(Point labeling examples)
********

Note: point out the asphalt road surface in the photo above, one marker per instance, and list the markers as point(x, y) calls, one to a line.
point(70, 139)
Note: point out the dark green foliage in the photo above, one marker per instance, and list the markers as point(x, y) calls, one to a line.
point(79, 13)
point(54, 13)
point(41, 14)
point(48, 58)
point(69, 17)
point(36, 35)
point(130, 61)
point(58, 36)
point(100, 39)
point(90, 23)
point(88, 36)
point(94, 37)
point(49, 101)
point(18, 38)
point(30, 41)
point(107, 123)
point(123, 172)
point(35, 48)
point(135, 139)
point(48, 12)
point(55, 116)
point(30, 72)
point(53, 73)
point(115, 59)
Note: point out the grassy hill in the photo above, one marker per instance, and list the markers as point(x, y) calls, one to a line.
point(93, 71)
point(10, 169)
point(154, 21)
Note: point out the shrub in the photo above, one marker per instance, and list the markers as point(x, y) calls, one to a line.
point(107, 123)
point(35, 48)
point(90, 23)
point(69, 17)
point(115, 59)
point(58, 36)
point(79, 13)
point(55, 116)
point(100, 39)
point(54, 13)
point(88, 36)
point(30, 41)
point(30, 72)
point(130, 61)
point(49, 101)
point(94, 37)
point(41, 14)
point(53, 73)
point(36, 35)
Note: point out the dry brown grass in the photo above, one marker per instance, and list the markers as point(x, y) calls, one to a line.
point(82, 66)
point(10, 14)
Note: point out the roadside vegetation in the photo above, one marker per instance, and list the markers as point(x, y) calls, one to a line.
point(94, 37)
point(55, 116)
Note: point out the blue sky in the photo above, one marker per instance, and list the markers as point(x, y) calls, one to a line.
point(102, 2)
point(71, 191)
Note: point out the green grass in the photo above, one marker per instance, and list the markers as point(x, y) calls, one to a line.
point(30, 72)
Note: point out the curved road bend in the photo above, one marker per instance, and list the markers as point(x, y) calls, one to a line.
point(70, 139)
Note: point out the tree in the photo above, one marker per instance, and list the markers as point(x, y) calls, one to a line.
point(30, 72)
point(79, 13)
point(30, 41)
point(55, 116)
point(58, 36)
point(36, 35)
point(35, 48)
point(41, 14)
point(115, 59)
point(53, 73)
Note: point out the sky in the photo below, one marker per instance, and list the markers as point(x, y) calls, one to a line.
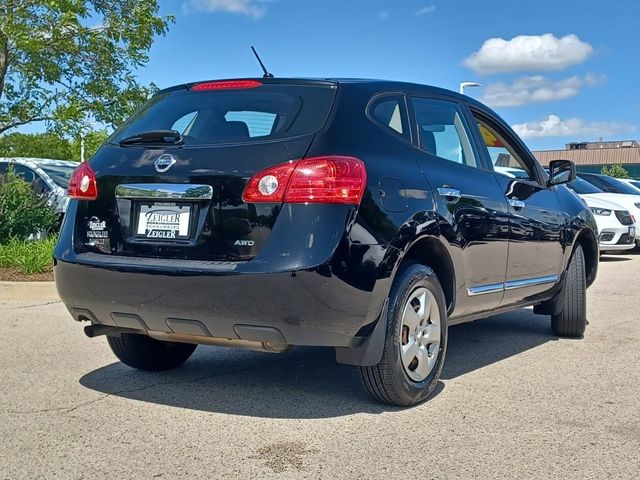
point(557, 71)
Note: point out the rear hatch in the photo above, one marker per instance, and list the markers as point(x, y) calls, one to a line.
point(170, 180)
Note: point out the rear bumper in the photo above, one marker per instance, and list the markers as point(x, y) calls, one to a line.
point(314, 307)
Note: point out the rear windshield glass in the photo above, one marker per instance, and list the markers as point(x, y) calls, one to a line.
point(234, 116)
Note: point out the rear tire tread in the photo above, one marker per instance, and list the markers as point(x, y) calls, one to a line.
point(571, 321)
point(145, 353)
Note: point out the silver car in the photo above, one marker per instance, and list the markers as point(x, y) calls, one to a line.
point(47, 177)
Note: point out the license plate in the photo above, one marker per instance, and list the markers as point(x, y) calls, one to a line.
point(164, 221)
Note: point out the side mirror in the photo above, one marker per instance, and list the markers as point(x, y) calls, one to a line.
point(561, 171)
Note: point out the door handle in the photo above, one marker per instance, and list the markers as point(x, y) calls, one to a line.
point(451, 194)
point(515, 203)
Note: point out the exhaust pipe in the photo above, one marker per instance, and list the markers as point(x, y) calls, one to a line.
point(96, 330)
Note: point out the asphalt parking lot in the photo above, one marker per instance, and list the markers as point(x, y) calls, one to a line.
point(515, 402)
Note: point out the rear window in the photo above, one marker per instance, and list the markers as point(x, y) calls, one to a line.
point(266, 112)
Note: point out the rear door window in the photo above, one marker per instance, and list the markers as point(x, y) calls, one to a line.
point(390, 113)
point(442, 131)
point(267, 112)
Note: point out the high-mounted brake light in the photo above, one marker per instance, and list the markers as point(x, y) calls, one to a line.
point(330, 179)
point(226, 85)
point(82, 185)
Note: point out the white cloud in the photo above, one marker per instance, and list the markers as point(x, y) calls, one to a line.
point(426, 10)
point(536, 89)
point(529, 53)
point(251, 8)
point(554, 126)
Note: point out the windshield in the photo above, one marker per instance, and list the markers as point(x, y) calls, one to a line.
point(267, 112)
point(59, 174)
point(583, 187)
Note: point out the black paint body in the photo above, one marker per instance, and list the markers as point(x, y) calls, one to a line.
point(320, 274)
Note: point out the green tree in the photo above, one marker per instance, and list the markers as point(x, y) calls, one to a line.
point(50, 145)
point(92, 141)
point(617, 171)
point(39, 145)
point(62, 61)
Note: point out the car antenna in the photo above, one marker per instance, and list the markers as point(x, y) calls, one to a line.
point(266, 73)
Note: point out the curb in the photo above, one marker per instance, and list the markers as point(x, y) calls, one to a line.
point(20, 291)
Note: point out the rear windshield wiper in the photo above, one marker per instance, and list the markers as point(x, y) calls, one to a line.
point(153, 136)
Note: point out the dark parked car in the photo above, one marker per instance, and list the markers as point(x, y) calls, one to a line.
point(357, 214)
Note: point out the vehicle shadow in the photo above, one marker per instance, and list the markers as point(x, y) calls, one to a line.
point(613, 258)
point(306, 382)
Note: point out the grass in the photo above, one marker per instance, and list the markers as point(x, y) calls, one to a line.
point(30, 257)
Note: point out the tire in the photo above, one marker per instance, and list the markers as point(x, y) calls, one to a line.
point(572, 320)
point(397, 380)
point(145, 353)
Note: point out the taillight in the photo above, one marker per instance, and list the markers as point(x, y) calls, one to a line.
point(82, 185)
point(226, 85)
point(268, 185)
point(330, 179)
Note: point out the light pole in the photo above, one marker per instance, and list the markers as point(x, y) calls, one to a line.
point(468, 84)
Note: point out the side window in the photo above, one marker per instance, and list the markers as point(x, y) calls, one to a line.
point(442, 131)
point(25, 173)
point(390, 113)
point(505, 160)
point(258, 124)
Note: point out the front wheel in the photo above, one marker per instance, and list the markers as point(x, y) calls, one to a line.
point(415, 343)
point(572, 320)
point(146, 353)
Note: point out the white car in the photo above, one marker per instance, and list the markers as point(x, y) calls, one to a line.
point(616, 226)
point(632, 182)
point(615, 214)
point(47, 177)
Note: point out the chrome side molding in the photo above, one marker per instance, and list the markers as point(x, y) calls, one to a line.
point(511, 285)
point(483, 289)
point(161, 191)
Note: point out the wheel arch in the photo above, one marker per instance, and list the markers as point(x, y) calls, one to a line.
point(431, 252)
point(586, 238)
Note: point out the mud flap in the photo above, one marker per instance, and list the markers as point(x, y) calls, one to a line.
point(369, 352)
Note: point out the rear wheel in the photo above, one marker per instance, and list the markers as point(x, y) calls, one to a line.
point(572, 320)
point(146, 353)
point(416, 340)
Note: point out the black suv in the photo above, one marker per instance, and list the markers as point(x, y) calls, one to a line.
point(363, 215)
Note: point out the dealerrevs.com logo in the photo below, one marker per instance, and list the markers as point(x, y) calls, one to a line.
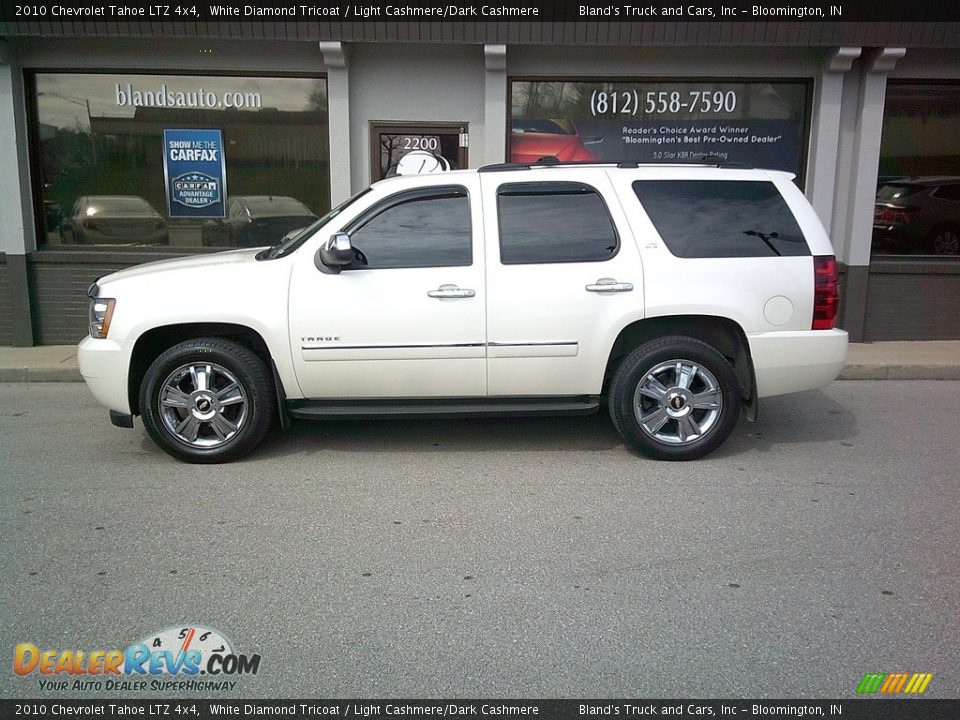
point(178, 658)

********

TASK PROMPT
Reproduce the full material exactly, excluding the pictures.

RESULT FOR THIS TASK
Note: point out the asphalt road surface in the photo above, one marker per instance, and list the markers as point(x, y) calls, one to a line.
point(70, 139)
Note: point out the dark green foliage in the photo above, one marker per instance, and list the markers as point(x, y) calls, one to a line.
point(79, 13)
point(54, 13)
point(41, 14)
point(48, 58)
point(69, 17)
point(36, 35)
point(130, 61)
point(58, 36)
point(100, 39)
point(90, 23)
point(88, 36)
point(94, 37)
point(49, 101)
point(18, 38)
point(30, 41)
point(107, 123)
point(123, 172)
point(35, 48)
point(135, 139)
point(48, 12)
point(55, 116)
point(30, 72)
point(53, 73)
point(115, 59)
Note: point out the grassy hill in the photo above, one marker per instance, and list the markers as point(x, y) calls, one to a line.
point(93, 71)
point(10, 169)
point(154, 21)
Note: point out the shrub in the photo above, one marker per instance, and list the markers as point(x, y) calls, one to a line.
point(107, 123)
point(35, 48)
point(90, 23)
point(69, 17)
point(115, 59)
point(58, 36)
point(79, 13)
point(55, 116)
point(100, 39)
point(54, 13)
point(88, 36)
point(30, 41)
point(30, 72)
point(130, 61)
point(49, 101)
point(94, 37)
point(41, 14)
point(53, 73)
point(36, 35)
Note: point out the dry brown grass in the photo above, one marker per instance, and list the markers as point(x, y) calls, one to a line.
point(82, 66)
point(10, 14)
Note: point out the roadside vegetation in the photo above, one marker per instance, and list the markers as point(x, y) calls, one to a line.
point(94, 37)
point(55, 116)
Note: point out the blue sky in the photo above, one marker per instance, and list the markers as point(x, y) calls, one to a line.
point(102, 2)
point(71, 191)
Note: point out the green grass in the photo above, one marker per instance, and list the markers as point(x, y) calls, one to a line.
point(30, 72)
Note: point out the curved road bend in the photo above, one marker per instance, and list the markers as point(x, y) calls, one to a line.
point(70, 139)
Note: point out the tree in the photo above, one marker per instance, and list the markers as point(x, y) calls, one to a line.
point(30, 72)
point(79, 13)
point(30, 41)
point(55, 116)
point(58, 36)
point(36, 35)
point(35, 48)
point(41, 14)
point(115, 59)
point(53, 73)
Note: point out the sky in the photo below, one marker per instance, and list the markers as point(x, y) calls, one to a line.
point(557, 71)
Note: point out the rear hatch in the photo above, one marker per instance, and list the markers as point(x, y) calls, one to a line.
point(170, 180)
Note: point out the rear bumper in the photo above, one marker per instance, and list the markers as point(x, y) calls, one to a line.
point(314, 307)
Note: point out the rear windshield glass in the photo above, one marker per instance, and list the markers as point(x, y) calls, one to a line.
point(234, 116)
Note: point out the rear tire tread in the photo above, one marker per instance, and list the markers as point(x, y) calls, one to a line.
point(571, 321)
point(145, 353)
Note: point out the silver car in the photo above, one marker per instance, and list the markers as point(x, y) calls, one to a line.
point(47, 177)
Note: point out the license plate in the photo above, one marker per instance, and list the markers as point(x, y) calls, one to a line.
point(164, 221)
Note: point out the side mirror in the photo above, one marker per instance, and list the markers as point(x, y) calls, one to a line.
point(561, 171)
Note: point out the door handle in the photo above, one marker per instance, and list the markers as point(x, y) calls, one to a line.
point(451, 194)
point(515, 203)
Note: point out the exhaust pipe in the photo above, one marker per instance, and list the markers as point(x, y) calls, one to a line.
point(96, 330)
Note: point out the asphalt parking lot in the photo above, one marker per instance, and list the markers as point(x, y) calls, one to a line.
point(515, 402)
Note: point out the rear window in the photo above, one marker per instance, and list the markers as point(x, y) calls, one to a line.
point(266, 112)
Note: point out the rear door window in the photo above, one marker per instance, and list the markers as point(x, y) calls, one to a line.
point(390, 113)
point(442, 131)
point(267, 112)
Note: point out the high-mounted brake light in the photo above, one marker per instance, and list the markers as point(x, y) calls, one to a line.
point(330, 179)
point(226, 85)
point(82, 185)
Note: point out the white cloud in the photo above, one marker per instance, and list the markers as point(x, y) calls, one to a line.
point(426, 10)
point(536, 89)
point(529, 53)
point(251, 8)
point(554, 126)
Note: point out the windshield in the photo above, one marker per instance, and list the markers as point(x, y) calls, one to a line.
point(267, 112)
point(59, 174)
point(583, 187)
Note: point out the black paint body in the photo above, one marker per instance, and list the markers as point(x, y) calls, one to a line.
point(320, 274)
Note: point out the green tree in the photo above, one marker per instance, and list the markers as point(x, y) calls, one to a line.
point(50, 145)
point(92, 141)
point(617, 171)
point(39, 145)
point(62, 61)
Note: point out the car antenna in the photo above, one marker per instance, and list the markers as point(x, y) calls, one to a line.
point(266, 73)
Note: point out the curb in the photo above, one marker per instance, and list the markers as point(x, y) calls, one to a line.
point(20, 291)
Note: point out the rear windshield wiper in the photo above, one marker per instance, and list the markers as point(x, y) calls, one to a line.
point(153, 136)
Note: point out the dark parked car in the photo above, one marker per instance, and list the markers as point(x, y) calls, one to a line.
point(357, 214)
Note: point out the vehicle shadow in the photo above, one marker per instance, and list the markers as point(x, y) calls, one to a line.
point(613, 258)
point(306, 382)
Note: point out the grass in the photo above, one marker per instance, and list the markers as point(x, y) calls, one to a line.
point(30, 257)
Note: point out the tire in the photo above, one marker per instance, and list the markers as point(x, y) calls, one to a line.
point(572, 320)
point(397, 380)
point(145, 353)
Note: point out the taillight in the photo above, one marker per instance, and list the markers as point(x, y) calls, one to a line.
point(82, 185)
point(226, 85)
point(268, 185)
point(330, 179)
Note: point out the light pole in the photo above, one marker per instance, and list the markers as point(x, y) calls, one to a line.
point(468, 84)
Note: point out the side window in the photo above, one marker per instance, and list the markers as point(x, y) calls, one to a line.
point(442, 131)
point(25, 173)
point(390, 113)
point(505, 160)
point(258, 124)
Note: point out the front wheel in the photo above, one marker per instance, and list the markers as point(x, y) calls, one to a line.
point(415, 343)
point(572, 320)
point(146, 353)
Note: point out the white car in the photo above, one marker per instance, and list the markers as point(x, y) calls, one to a line.
point(616, 226)
point(632, 182)
point(615, 214)
point(47, 177)
Note: point out the chrome side molding in the photo above, one marker per instance, and list the markers as point(x, y) calls, one to a line.
point(511, 285)
point(483, 289)
point(161, 191)
Note: point out the wheel arch in the photo above, one marker per instance, and list the markers as point(x, y) calls, one to a line.
point(431, 252)
point(586, 238)
Note: point out the mud flap in the photo above, one marker per instance, and list the markers as point(x, y) calls, one to a line.
point(369, 352)
Note: point out the rear wheel in the photo above, one marker per instance, and list the markers as point(x, y) calls, one to a line.
point(572, 320)
point(146, 353)
point(416, 340)
Note: point out the black suv in the photo above, one marker per instance, and list the markers as point(x, y) calls, one to a line.
point(363, 215)
Note: point out the dealerrevs.com logo in the photo below, one marker per instance, and list the markers as point(x, y) calls, one to a line.
point(178, 658)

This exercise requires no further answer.